Set task ::
Reproduce the listing below word for word, from its first line down through the line containing "M 346 476 L", with both of those lines included.

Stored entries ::
┄┄┄┄┄┄┄┄┄┄
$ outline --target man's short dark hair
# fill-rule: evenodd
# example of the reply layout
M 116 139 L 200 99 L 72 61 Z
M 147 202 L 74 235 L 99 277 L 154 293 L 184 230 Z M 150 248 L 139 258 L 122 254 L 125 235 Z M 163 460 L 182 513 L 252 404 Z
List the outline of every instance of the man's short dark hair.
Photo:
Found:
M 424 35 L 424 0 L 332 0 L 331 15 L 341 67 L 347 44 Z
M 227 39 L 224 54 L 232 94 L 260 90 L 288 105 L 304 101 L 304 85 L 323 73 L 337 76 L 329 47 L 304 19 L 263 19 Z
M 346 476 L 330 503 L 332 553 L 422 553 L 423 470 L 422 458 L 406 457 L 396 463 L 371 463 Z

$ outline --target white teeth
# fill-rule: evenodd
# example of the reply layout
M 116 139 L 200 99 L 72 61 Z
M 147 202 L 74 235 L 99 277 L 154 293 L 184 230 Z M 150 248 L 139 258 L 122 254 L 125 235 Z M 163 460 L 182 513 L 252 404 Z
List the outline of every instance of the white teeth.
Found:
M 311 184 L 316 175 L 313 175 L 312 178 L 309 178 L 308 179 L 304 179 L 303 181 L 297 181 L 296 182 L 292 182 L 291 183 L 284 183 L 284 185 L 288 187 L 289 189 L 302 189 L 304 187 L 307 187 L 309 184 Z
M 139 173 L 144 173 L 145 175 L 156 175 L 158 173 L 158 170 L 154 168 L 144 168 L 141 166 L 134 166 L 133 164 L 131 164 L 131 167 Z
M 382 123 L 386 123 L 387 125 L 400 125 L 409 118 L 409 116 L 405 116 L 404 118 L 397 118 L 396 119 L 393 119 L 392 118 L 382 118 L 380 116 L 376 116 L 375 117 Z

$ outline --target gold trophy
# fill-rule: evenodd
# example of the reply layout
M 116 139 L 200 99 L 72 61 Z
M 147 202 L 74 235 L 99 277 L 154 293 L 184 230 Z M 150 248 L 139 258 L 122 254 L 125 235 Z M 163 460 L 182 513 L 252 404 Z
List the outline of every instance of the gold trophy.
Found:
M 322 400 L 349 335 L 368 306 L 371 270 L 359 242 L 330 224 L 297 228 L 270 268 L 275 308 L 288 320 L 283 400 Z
┄┄┄┄┄┄┄┄┄┄
In response ::
$ outline --target man's short dark hair
# fill-rule: evenodd
# example of the reply layout
M 116 139 L 200 99 L 72 61 Z
M 147 202 L 74 235 L 99 277 L 154 293 L 184 230 Z M 150 248 L 139 258 L 122 254 L 125 235 Z M 163 460 L 182 513 L 252 404 Z
List the outline of every instance of the man's short dark hair.
Photo:
Found:
M 424 35 L 424 0 L 332 0 L 331 15 L 341 67 L 347 44 Z
M 227 39 L 224 54 L 232 94 L 260 90 L 288 105 L 304 101 L 304 85 L 323 73 L 337 76 L 329 47 L 304 19 L 263 19 Z
M 346 476 L 330 503 L 332 553 L 422 553 L 423 470 L 422 458 L 406 457 L 396 463 L 371 463 Z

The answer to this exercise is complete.